**AIM OF THE TASK:** Please reproduce the part of the session log starting with "# Session Log: Fix" and going on through "was always 0.".

# START OF SOURCE EXTRACT

LightRAG/logs/2025-12-04-11-50-fix-tenant-stats-document-count.md
2025-12-05 14:31:13 +08:00

118 lines
3.9 KiB
Markdown

# Session Log: Fix Tenant Statistics - Document Count Issue
## Date: 2025-12-04
## Summary
Fixed the tenant card statistics to correctly display document count and storage usage. The issue was that documents were stored in `lightrag_doc_full` table (with workspace column) instead of the `documents` table.
## Problem
The tenant selection cards were showing "0 Docs" for TechStart tenant even though there was 1 document in the Main KB. Additionally, storage_used_gb was always 0.
## Root Cause Analysis
The SQL query in `list_tenants` was looking for documents in the `documents` table, which was empty. The actual documents are stored in the `lightrag_doc_full` table with a `workspace` column in format `{tenant_id}:{kb_id}`.

# END OF SOURCE EXTRACT
# START OF SUPPLIED ENTRIES

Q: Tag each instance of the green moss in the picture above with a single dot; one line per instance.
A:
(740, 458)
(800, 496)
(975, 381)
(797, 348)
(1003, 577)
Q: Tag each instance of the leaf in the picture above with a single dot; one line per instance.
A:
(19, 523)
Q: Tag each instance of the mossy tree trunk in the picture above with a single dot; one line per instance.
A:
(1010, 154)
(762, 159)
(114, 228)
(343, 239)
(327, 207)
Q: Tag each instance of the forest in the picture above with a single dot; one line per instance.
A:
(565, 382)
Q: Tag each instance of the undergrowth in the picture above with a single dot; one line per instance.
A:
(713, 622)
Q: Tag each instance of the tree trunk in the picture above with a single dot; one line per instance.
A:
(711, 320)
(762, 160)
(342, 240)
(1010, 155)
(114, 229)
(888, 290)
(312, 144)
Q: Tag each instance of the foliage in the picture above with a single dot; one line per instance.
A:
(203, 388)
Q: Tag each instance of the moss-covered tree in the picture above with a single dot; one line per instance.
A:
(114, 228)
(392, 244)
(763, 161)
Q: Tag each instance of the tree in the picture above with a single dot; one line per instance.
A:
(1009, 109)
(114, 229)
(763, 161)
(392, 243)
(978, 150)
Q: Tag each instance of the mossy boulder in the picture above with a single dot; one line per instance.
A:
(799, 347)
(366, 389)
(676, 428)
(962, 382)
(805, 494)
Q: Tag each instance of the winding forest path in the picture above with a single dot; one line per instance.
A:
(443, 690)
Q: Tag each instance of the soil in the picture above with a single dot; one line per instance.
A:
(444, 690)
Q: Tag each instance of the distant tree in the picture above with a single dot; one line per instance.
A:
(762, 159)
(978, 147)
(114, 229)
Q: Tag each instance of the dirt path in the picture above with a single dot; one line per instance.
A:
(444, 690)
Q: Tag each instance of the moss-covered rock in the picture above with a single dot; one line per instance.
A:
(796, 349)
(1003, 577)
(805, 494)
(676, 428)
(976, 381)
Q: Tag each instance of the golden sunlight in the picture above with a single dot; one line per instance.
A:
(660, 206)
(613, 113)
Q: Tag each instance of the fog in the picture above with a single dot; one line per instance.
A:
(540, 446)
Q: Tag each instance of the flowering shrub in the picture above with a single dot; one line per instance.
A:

# END OF SUPPLIED ENTRIES

**OUTPUT:**
# Session Log: Fix Tenant Statistics - Document Count Issue
## Date: 2025-12-04
## Summary
Fixed the tenant card statistics to correctly display document count and storage usage. The issue was that documents were stored in `lightrag_doc_full` table (with workspace column) instead of the `documents` table.
## Problem
The tenant selection cards were showing "0 Docs" for TechStart tenant even though there was 1 document in the Main KB. Additionally, storage_used_gb was always 0.